*** Fragmento del texto ***
Los individualistas son revolucionarios, pero no creen en la Revolución. No creer en ella no quiere decir que sea imposible. Tal cosa resultaría absurda. Nosotros negamos que sea posible antes de mucho tiempo; y añadimos que, si un movimiento revolucionario se produjese en el presente, aunque saliese victorioso, su valor innovador sería mínimo […]. La revolución aún está lejana; y, puesto que pensamos que las alegrías de la vida se encuentran en el Presente, creemos poco razonable consagrar nuestros esfuerzos a dicho futuro [1].
Esta urgencia por vivir es reafirmada constantemente a lo largo de las columnas de l’anarchie, órgano de los individualistas anarquistas: “La vida, toda la vida, se encuentra en el presente. Esperar es perderla” [2]. Pero su rechazo de trabajar por la revolución se funda también en la certidumbre de que ésta no podría dar a luz un mundo mejor en el actual estado de las mentalidades:
Siempre hemos dicho que votar no servía de nada, que hacer la revolución no servía de nada, que sindicarse no servía de nada en tanto los hombres sigan siendo lo que son. Hacer la revolución uno mismo, liberarse de los prejuicios, formar individualidades conscientes, he aquí el trabajo de la anarquía [3].
Realizan, en efecto, una constatación pesimista del estado de alienación en el que se encuentran sumergidas las masas, de su debil combatividad, de su demasiado elevada natalidad, del excesivo consumo de alcohol y tabaco.
Su crítica del obrerismo es feroz. Acusan a los revolucionarios y a los sindicalistas de rendir culto al trabajador, a un trabajador de imagen de Épinal, sano, vigoroso y orgulloso. A la clase obrera redentora, sujeto de la historia, oponen “el lamentable rebaño” cuya resignación confirma la tesis de la servidumbre voluntaria desarrollada por La Boétie. Convencidos de que la opresión no se mantiene más que por la complicidad de los oprimidos, consideran que la lucha contra los tiranos interiores debe acompañar a la lucha contra los tiranos exteriores:
El enemigo más áspero de combatir está en ti, está anclado en tu cerebro. Es uno, pero tiene diversas máscaras: es el prejuicio Dios, el prejuicio Patria, el prejuicio Familia, el prejuicio Propiedad. Se llama Autoridad, la santa prisión Autoridad, ante la cual se inclinan todos los cuerpos y todos los cerebros [5].
*** Líneas proporcionadas ***
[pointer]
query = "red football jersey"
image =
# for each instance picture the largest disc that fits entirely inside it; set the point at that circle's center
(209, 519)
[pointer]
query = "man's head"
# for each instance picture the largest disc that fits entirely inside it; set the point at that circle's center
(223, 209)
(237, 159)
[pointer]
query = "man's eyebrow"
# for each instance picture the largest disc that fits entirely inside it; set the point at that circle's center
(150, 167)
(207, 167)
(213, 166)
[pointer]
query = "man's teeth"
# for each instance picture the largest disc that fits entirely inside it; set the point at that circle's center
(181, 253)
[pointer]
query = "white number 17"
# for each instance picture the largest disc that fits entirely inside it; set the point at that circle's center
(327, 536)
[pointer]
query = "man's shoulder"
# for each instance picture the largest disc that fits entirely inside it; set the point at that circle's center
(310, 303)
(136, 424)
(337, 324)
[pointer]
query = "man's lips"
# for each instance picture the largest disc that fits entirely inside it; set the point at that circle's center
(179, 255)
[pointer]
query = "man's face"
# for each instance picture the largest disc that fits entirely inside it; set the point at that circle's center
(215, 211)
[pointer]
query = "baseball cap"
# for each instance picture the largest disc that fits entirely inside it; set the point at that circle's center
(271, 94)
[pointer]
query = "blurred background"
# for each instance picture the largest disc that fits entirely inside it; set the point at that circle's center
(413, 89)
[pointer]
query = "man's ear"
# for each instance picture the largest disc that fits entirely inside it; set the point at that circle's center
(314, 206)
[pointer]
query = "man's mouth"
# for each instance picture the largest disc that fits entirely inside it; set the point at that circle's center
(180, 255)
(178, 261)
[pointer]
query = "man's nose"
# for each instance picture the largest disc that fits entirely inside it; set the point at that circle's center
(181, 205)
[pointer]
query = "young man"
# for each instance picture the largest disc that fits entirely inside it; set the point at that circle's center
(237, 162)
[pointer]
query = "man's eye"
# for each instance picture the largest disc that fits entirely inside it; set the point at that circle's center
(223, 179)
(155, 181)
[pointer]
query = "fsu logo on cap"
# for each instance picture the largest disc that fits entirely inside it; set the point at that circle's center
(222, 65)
***
Enunciado A -> Enumere los prejuicios que el fragmento sobre el anarquismo individualista nombra como máscaras del enemigo interior.
Enunciado B ->
Responda, con base en el fragmento sobre el anarquismo individualista, a estas preguntas:
(i) ¿Cómo se llama el órgano de los individualistas anarquistas?
(ii) ¿Qué tesis confirma la resignación del "lamentable rebaño", y quién la desarrolló?
(iii) ¿Dónde sitúan los individualistas las alegrías de la vida?
Enunciado C -> Reproduzca del fragmento sobre el anarquismo individualista todo lo que va desde "Su crítica del" hasta "los cerebros [5].".
Las líneas no intervienen en este ejercicio.

Respuesta A -> Dios, Patria, Familia y Propiedad.

Respuesta B ->
(i) l'anarchie.
(ii) La tesis de la servidumbre voluntaria, desarrollada por La Boétie.
(iii) En el Presente.

Respuesta C ->
Su crítica del obrerismo es feroz. Acusan a los revolucionarios y a los sindicalistas de rendir culto al trabajador, a un trabajador de imagen de Épinal, sano, vigoroso y orgulloso. A la clase obrera redentora, sujeto de la historia, oponen “el lamentable rebaño” cuya resignación confirma la tesis de la servidumbre voluntaria desarrollada por La Boétie. Convencidos de que la opresión no se mantiene más que por la complicidad de los oprimidos, consideran que la lucha contra los tiranos interiores debe acompañar a la lucha contra los tiranos exteriores:
El enemigo más áspero de combatir está en ti, está anclado en tu cerebro. Es uno, pero tiene diversas máscaras: es el prejuicio Dios, el prejuicio Patria, el prejuicio Familia, el prejuicio Propiedad. Se llama Autoridad, la santa prisión Autoridad, ante la cual se inclinan todos los cuerpos y todos los cerebros [5].